■ Action item
Which lines belong in the answer? Exactly those from the line containing "Point to the canal." through the last line of the records below, repeated as written.
:::
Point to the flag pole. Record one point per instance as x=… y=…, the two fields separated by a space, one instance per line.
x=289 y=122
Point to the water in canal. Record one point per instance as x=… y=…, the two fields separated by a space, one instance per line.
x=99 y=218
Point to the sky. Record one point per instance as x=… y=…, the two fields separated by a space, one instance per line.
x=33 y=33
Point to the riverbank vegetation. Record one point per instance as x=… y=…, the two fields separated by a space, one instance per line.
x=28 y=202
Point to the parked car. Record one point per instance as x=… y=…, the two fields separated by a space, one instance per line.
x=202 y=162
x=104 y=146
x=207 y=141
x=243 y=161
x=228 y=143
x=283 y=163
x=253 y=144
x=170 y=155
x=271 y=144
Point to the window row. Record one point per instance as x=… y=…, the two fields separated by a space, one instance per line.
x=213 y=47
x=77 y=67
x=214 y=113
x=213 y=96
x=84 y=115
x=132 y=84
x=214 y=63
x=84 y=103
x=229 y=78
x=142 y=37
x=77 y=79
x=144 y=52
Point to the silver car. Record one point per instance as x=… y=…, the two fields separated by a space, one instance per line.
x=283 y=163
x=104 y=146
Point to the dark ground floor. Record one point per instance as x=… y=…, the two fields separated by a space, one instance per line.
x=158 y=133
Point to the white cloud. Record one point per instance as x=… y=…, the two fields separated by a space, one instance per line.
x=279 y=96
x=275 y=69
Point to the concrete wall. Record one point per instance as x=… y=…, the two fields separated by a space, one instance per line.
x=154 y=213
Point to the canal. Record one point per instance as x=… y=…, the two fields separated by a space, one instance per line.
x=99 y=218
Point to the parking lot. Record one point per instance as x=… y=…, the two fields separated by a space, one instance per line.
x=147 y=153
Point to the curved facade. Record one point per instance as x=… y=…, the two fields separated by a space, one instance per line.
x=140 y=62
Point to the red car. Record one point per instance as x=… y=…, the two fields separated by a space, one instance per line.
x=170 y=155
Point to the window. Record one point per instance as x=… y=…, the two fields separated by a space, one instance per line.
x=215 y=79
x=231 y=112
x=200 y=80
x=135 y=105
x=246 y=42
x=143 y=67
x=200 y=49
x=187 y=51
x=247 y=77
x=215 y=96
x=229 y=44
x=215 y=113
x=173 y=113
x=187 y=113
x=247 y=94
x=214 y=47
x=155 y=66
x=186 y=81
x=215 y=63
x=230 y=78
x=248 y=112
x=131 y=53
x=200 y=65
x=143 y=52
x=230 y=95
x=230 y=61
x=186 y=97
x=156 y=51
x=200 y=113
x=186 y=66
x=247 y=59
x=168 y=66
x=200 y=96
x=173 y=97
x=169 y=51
:::
■ Solution
Point to the canal. Record one point per instance as x=… y=…, the two fields separated by a space, one instance per line.
x=99 y=218
Point to the parking lot. Record one point per instance as x=… y=…, the two fields separated by a space, one instance per line.
x=147 y=153
Point to the curved facade. Record one point per instance as x=… y=…, the two fields separated by a space, one instance per line.
x=140 y=62
Point to the red car. Record one point per instance as x=… y=…, the two fields separated by a space, one instance per line.
x=170 y=155
Point to the window. Record one point per instance as x=… y=…, the two fields separated by a space, one instance per line.
x=215 y=79
x=231 y=112
x=200 y=80
x=135 y=105
x=246 y=42
x=143 y=67
x=200 y=49
x=187 y=51
x=247 y=77
x=215 y=96
x=229 y=44
x=215 y=113
x=173 y=113
x=187 y=113
x=247 y=94
x=214 y=47
x=155 y=66
x=186 y=81
x=215 y=63
x=230 y=78
x=248 y=112
x=131 y=53
x=200 y=65
x=143 y=52
x=230 y=95
x=230 y=61
x=186 y=97
x=156 y=51
x=200 y=113
x=186 y=66
x=247 y=59
x=168 y=66
x=200 y=96
x=173 y=97
x=169 y=51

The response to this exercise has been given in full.